- _EXERCISE_
Format the lines below as a JSON list of strings, with one string for each line and any blank lines omitted.

--- Start ---

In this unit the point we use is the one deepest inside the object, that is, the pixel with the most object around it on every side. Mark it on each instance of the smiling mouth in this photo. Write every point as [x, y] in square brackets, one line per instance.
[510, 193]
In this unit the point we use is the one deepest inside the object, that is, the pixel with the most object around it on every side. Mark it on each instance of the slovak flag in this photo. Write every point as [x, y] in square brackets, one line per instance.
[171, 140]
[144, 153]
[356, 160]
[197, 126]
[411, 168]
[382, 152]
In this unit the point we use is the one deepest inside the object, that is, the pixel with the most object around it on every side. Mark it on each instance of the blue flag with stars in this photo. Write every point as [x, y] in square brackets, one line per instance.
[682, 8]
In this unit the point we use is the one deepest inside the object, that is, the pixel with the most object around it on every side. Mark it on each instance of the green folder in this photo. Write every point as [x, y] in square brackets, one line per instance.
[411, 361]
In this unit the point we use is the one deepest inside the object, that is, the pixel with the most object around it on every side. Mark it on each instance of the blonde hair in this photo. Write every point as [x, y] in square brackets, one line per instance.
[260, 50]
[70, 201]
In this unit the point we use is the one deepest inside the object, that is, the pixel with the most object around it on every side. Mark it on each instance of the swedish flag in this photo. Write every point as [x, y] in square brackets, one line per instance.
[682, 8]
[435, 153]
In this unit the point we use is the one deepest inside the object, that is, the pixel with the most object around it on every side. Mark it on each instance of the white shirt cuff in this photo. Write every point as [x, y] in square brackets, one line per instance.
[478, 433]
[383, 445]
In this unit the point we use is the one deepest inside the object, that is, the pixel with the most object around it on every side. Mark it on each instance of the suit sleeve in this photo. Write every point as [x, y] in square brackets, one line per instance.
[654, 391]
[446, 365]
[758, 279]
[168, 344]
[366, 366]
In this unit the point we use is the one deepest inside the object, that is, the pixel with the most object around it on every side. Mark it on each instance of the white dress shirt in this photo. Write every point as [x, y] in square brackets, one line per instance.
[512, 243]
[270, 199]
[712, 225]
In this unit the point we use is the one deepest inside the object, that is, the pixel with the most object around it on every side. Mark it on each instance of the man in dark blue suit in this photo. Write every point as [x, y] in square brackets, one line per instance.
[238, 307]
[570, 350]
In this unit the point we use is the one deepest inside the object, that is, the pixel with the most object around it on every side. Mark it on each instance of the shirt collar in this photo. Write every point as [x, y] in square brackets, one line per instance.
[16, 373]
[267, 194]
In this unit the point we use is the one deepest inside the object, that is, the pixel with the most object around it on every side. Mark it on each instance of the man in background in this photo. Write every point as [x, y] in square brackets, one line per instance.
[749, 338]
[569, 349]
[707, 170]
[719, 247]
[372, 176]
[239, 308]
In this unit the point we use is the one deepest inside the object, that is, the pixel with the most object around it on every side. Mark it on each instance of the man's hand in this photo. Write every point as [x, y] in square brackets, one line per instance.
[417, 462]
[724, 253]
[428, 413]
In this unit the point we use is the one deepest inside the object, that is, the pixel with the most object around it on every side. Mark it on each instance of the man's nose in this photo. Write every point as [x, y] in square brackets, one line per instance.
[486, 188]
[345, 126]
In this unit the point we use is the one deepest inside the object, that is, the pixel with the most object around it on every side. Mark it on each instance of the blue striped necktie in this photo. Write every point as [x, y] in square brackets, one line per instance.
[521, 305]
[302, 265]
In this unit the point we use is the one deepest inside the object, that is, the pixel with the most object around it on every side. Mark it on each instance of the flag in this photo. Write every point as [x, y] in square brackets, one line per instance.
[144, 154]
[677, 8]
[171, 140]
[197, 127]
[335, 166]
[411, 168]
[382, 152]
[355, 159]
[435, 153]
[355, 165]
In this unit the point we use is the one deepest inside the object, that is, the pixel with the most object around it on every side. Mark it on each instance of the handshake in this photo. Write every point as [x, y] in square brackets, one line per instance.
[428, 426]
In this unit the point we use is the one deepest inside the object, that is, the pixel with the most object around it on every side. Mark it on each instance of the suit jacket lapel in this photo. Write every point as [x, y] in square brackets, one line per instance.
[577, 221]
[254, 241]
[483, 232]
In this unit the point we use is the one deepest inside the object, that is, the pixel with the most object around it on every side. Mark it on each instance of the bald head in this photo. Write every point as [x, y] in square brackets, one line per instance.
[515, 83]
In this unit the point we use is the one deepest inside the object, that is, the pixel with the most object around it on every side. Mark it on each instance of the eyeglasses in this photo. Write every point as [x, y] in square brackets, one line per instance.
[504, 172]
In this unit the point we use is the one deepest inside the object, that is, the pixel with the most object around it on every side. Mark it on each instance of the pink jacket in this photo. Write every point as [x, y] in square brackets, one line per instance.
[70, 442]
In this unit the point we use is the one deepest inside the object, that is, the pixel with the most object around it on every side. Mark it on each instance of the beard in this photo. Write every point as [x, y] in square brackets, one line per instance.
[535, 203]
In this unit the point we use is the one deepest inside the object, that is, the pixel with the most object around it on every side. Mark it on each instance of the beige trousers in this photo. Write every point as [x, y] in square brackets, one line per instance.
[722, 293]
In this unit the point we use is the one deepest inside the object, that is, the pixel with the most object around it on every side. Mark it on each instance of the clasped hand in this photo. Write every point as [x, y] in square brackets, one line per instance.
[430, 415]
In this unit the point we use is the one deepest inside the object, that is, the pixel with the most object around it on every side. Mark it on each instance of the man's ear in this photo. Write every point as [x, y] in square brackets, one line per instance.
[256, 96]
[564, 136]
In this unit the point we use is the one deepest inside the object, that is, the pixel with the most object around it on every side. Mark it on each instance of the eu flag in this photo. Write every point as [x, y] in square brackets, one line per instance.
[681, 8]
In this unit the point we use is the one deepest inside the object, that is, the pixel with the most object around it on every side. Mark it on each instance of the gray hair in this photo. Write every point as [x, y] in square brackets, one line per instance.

--- End ---

- _SOLUTION_
[
  "In this unit the point we use is the one deepest inside the object, that is, the pixel with the most object around it on every side. Mark it on each instance of the smiling mouth in this photo. Write every point as [x, y] in square brackets, one line per instance.",
  "[510, 193]",
  "In this unit the point we use is the one deepest inside the object, that is, the pixel with the most object around it on every side. Mark it on each instance of the slovak flag in this photo. Write every point as [x, y] in square brackets, one line per instance.",
  "[171, 140]",
  "[144, 153]",
  "[356, 160]",
  "[197, 126]",
  "[411, 168]",
  "[382, 152]",
  "In this unit the point we use is the one deepest inside the object, that is, the pixel with the most object around it on every side. Mark it on each instance of the blue flag with stars in this photo. Write every point as [x, y] in square brackets, one line per instance.",
  "[682, 8]",
  "In this unit the point we use is the one deepest inside the object, that is, the pixel with the most object around it on every side. Mark it on each instance of the green folder in this photo. Write every point as [x, y] in square brackets, one line per instance.",
  "[411, 361]",
  "In this unit the point we use is the one deepest inside the object, that is, the pixel with the most object around it on every side. Mark it on each instance of the blonde hair in this photo. Write every point as [x, y] in square brackets, one line per instance.",
  "[260, 50]",
  "[70, 201]",
  "In this unit the point we use is the one deepest inside the object, that is, the pixel with the most object around it on every side. Mark it on each instance of the swedish flag in this photo. Write every point as [x, y] in square brackets, one line per instance.",
  "[682, 8]",
  "[435, 153]",
  "In this unit the point we use is the one deepest inside the object, that is, the pixel with the most object around it on every side. Mark it on each instance of the white shirt cuff in this photo. Write every point as [x, y] in square brackets, one line per instance.",
  "[478, 433]",
  "[383, 445]",
  "In this unit the point we use is the one deepest inside the object, that is, the pixel with the most object around it on every side. Mark it on each instance of the suit sleeve in this photo. Write every point as [x, y] in square brackets, one line per instance.",
  "[654, 391]",
  "[446, 365]",
  "[758, 279]",
  "[168, 344]",
  "[366, 366]",
  "In this unit the point we use is the one deepest inside the object, that is, the pixel with the most object around it on every side. Mark it on each instance of the white dress shirt in this photo. Write every point as [x, y] in square brackets, one line per instance.",
  "[512, 243]",
  "[270, 199]",
  "[712, 225]",
  "In this unit the point we use is the one deepest inside the object, that is, the pixel with the most object around it on every side. Mark it on each instance of the man in dark blue suit in this photo. Write every point as [x, y] in square brackets, one line per instance.",
  "[238, 307]",
  "[570, 350]",
  "In this unit the point we use is the one deepest inside the object, that is, the pixel with the most object around it on every side. Mark it on each instance of the shirt collar in this photo. Write every point as [x, y] in square brackets, one line per instance.",
  "[16, 373]",
  "[267, 194]",
  "In this unit the point we use is the one deepest inside the object, that is, the pixel with the most object around it on every side. Mark it on each instance of the man in background in this photo. Write every point as [x, y] in square brackets, one line per instance.",
  "[749, 338]",
  "[569, 349]",
  "[707, 170]",
  "[719, 247]",
  "[372, 176]",
  "[239, 308]",
  "In this unit the point we use is the one deepest inside the object, that is, the pixel with the most object around it on every side. Mark it on each instance of the man's hand in this photo. Write every point as [x, y] in square brackets, one line per instance.",
  "[417, 462]",
  "[724, 253]",
  "[428, 413]",
  "In this unit the point we use is the one deepest inside the object, that is, the pixel with the most object around it on every side. Mark it on each instance of the man's nose in this photo. Write every point as [x, y] in square brackets, one line per instance.",
  "[486, 188]",
  "[345, 126]",
  "In this unit the point we use is the one deepest inside the object, that is, the pixel with the most object around it on every side. Mark it on each instance of the blue striped necktie in this photo. Write every point as [x, y] in square brackets, one line per instance.",
  "[521, 305]",
  "[302, 265]",
  "In this unit the point we use is the one deepest inside the object, that is, the pixel with the most object around it on every side. Mark it on each instance of the flag in this photo. Write every point as [x, y] in square brackets, one line per instance.",
  "[144, 154]",
  "[677, 8]",
  "[171, 140]",
  "[197, 127]",
  "[335, 166]",
  "[411, 168]",
  "[382, 152]",
  "[355, 159]",
  "[435, 153]",
  "[355, 165]",
  "In this unit the point we use is the one deepest inside the object, that is, the pixel with the most object around it on every side. Mark it on each instance of the handshake in this photo. Write every point as [x, y] in square brackets, one line per instance.",
  "[428, 426]",
  "In this unit the point we use is the one deepest inside the object, that is, the pixel with the most object around it on every side. Mark it on each instance of the suit jacket lapel in this photo. Write every point as [x, y] in square brackets, one line per instance.",
  "[577, 221]",
  "[254, 241]",
  "[483, 232]",
  "In this unit the point we use is the one deepest inside the object, that is, the pixel with the most object around it on every side. Mark it on each instance of the bald head in this photo. Write every point as [x, y] in square brackets, one line per instance.",
  "[515, 83]",
  "In this unit the point we use is the one deepest inside the object, that is, the pixel with the most object around it on every side. Mark it on each instance of the eyeglasses in this photo. Write every point as [x, y] in square brackets, one line per instance.",
  "[504, 172]",
  "In this unit the point we use is the one deepest inside the object, that is, the pixel with the most object around it on every side. Mark it on each instance of the pink jacket in this photo. Write every point as [x, y] in square brackets, one line per instance.",
  "[70, 442]",
  "In this unit the point we use is the one deepest inside the object, that is, the pixel with the most object around it on every side. Mark it on each instance of the beard in this photo. Write every point as [x, y] in square brackets, one line per instance.",
  "[535, 203]",
  "In this unit the point we use is the one deepest inside the object, that is, the pixel with the most object around it on every side. Mark it on each instance of the beige trousers in this photo. Write every point as [x, y] in square brackets, one line per instance.",
  "[722, 293]",
  "In this unit the point we use is the one deepest inside the object, that is, the pixel with the most object around it on every side. Mark it on each instance of the clasped hand in this photo. Write every point as [x, y] in square brackets, one line per instance.",
  "[430, 415]",
  "In this unit the point we use is the one deepest inside the object, that is, the pixel with the most object around it on every side. Mark it on each instance of the man's ear in this photo. Write every point as [x, y] in square brackets, one line per instance.",
  "[256, 96]",
  "[564, 136]",
  "In this unit the point we use is the one deepest inside the object, that is, the pixel with the most object around it on every side. Mark it on each instance of the eu flag in this photo. Write every point as [x, y] in square brackets, one line per instance.",
  "[681, 8]",
  "In this unit the point we use is the one deepest inside the object, that is, the pixel with the most object around it on every side. Mark it on each instance of the gray hair in this photo. Write every point as [x, y] in square brackets, one line per instance."
]